Requirement:
Your answer should be the full data, transcribed exactly, with no pictures in it.

═══

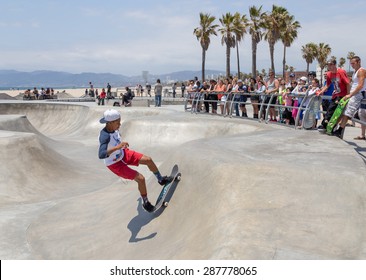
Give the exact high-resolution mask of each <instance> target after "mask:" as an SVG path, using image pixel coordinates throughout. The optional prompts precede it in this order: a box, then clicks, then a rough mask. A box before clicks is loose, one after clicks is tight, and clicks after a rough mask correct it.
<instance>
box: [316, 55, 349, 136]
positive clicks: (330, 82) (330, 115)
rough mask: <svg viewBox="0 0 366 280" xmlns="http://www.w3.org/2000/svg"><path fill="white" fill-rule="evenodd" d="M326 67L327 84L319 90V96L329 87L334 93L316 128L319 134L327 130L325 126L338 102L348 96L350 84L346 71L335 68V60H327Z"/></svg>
mask: <svg viewBox="0 0 366 280" xmlns="http://www.w3.org/2000/svg"><path fill="white" fill-rule="evenodd" d="M327 65H328V72H327V83H326V85H325V86H324V87H323V88H322V89H321V90H320V92H319V95H323V94H324V92H326V91H327V90H328V88H329V87H330V86H331V85H333V87H334V91H333V94H332V99H331V101H330V103H329V107H328V110H327V112H326V113H325V116H324V119H323V121H322V124H321V125H320V126H319V127H318V130H319V131H320V132H324V131H325V129H326V128H327V124H328V122H329V120H330V118H331V117H332V115H333V113H334V111H335V109H336V108H337V106H338V101H339V100H341V99H342V98H343V97H344V96H346V95H347V94H349V91H350V82H349V79H348V77H347V73H346V71H345V70H343V69H342V68H338V67H337V61H336V60H335V59H332V60H329V61H328V62H327Z"/></svg>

═══

Written solution:
Give the exact high-resolution mask of each <instance> target after "mask:" as an SVG path, using image pixel coordinates throughout. The optional prompts precede it in this order: a box, then clicks, then a rough mask. A box before clicks is loose, one after clicks is tight, and clicks after a rough mask correct it.
<instance>
box: [316, 55, 349, 136]
positive clicks: (330, 82) (330, 115)
rough mask: <svg viewBox="0 0 366 280" xmlns="http://www.w3.org/2000/svg"><path fill="white" fill-rule="evenodd" d="M326 67L327 84L319 90V96L329 87L334 93L316 128L319 134L327 130L325 126L338 102L348 96L350 84L346 71L335 68V60H327Z"/></svg>
mask: <svg viewBox="0 0 366 280" xmlns="http://www.w3.org/2000/svg"><path fill="white" fill-rule="evenodd" d="M327 65H328V72H327V83H326V85H325V86H324V87H323V88H322V89H321V90H320V92H319V95H323V94H324V92H326V91H327V90H328V88H329V87H330V86H331V85H333V87H334V91H333V94H332V99H331V101H330V103H329V107H328V110H327V112H326V113H325V116H324V119H323V121H322V124H321V125H320V126H319V127H318V130H319V131H320V132H324V131H325V129H326V128H327V124H328V122H329V120H330V118H331V117H332V115H333V113H334V111H335V109H336V108H337V106H338V101H339V100H341V99H342V98H343V97H344V96H346V95H347V94H349V91H350V82H349V79H348V77H347V73H346V71H345V70H343V69H342V68H338V67H337V61H336V60H335V59H332V60H329V61H328V62H327Z"/></svg>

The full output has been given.